- **What you will do**
From the entries that follow, copy every line with the word "field".

- **Stored items from a collection**
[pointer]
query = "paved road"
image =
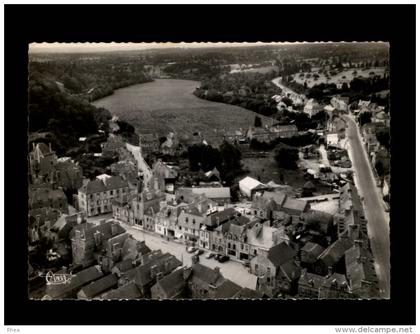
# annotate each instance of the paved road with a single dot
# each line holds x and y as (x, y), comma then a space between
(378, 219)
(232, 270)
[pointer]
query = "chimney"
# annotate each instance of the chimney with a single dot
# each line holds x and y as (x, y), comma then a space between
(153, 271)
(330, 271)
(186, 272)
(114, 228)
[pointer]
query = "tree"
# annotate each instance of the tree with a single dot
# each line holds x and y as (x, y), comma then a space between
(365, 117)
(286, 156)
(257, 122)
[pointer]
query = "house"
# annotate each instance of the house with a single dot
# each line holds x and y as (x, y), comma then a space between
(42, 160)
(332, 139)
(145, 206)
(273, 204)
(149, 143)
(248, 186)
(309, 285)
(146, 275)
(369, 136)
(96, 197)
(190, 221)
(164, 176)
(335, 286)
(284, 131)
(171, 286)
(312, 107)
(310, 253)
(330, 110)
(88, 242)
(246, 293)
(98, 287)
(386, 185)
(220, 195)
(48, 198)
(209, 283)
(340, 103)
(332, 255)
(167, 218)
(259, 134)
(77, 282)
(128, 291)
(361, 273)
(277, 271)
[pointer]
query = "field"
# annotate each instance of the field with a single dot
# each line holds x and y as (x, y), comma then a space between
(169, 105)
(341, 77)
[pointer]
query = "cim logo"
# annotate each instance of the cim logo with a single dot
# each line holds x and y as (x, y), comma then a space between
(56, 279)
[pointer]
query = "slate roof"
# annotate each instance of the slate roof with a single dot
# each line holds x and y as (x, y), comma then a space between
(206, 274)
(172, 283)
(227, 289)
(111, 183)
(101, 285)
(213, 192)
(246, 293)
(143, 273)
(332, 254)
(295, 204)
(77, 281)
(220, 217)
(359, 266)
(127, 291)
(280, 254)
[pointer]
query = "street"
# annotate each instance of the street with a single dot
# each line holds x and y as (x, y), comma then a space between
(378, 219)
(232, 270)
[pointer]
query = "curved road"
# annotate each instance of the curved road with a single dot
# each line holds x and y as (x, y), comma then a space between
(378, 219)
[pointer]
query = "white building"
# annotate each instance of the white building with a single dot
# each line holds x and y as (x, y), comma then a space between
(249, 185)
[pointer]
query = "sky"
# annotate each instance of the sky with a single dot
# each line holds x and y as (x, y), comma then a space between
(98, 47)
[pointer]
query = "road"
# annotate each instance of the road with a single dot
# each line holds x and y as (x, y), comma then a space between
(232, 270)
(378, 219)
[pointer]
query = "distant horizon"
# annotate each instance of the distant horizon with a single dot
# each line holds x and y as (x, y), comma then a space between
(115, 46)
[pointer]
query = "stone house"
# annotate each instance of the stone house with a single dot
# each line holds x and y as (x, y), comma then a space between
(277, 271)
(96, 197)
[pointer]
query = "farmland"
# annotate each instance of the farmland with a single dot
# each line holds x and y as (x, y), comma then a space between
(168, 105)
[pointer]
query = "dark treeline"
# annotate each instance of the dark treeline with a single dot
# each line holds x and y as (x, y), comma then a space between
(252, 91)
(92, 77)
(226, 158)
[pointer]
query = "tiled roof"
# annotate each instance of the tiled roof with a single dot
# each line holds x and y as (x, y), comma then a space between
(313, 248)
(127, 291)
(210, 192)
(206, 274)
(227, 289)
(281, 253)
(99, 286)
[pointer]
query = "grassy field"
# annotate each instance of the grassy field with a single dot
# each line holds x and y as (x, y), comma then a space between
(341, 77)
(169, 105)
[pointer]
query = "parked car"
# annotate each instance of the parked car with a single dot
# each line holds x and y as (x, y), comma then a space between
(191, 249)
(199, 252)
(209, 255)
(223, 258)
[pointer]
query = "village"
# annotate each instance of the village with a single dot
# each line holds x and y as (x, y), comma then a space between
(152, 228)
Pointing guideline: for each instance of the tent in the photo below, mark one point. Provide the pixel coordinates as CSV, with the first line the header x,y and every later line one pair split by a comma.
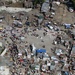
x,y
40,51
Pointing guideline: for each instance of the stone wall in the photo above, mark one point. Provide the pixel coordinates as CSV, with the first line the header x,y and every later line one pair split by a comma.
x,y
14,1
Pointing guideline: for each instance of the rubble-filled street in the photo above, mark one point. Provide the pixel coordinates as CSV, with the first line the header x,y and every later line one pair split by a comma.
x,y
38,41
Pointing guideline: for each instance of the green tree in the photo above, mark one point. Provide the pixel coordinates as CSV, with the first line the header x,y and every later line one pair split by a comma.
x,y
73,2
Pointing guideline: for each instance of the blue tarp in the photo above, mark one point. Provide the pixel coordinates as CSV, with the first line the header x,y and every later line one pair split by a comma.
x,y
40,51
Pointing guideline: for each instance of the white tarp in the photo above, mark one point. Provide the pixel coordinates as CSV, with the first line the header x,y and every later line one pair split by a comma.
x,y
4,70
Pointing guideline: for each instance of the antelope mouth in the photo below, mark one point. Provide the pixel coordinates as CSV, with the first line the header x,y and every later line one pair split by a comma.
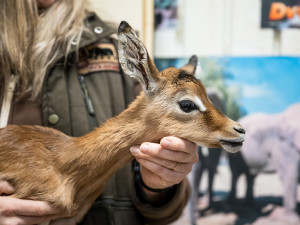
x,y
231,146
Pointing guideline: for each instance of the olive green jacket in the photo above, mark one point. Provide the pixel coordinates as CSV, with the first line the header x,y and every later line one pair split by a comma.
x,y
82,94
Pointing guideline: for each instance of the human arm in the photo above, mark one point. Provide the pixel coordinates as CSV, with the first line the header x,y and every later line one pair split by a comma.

- **Result of this task**
query = "field"
# annotate each instance of the field with a single dot
query = "grassy field"
# annotate each instance of the grassy field with a single dot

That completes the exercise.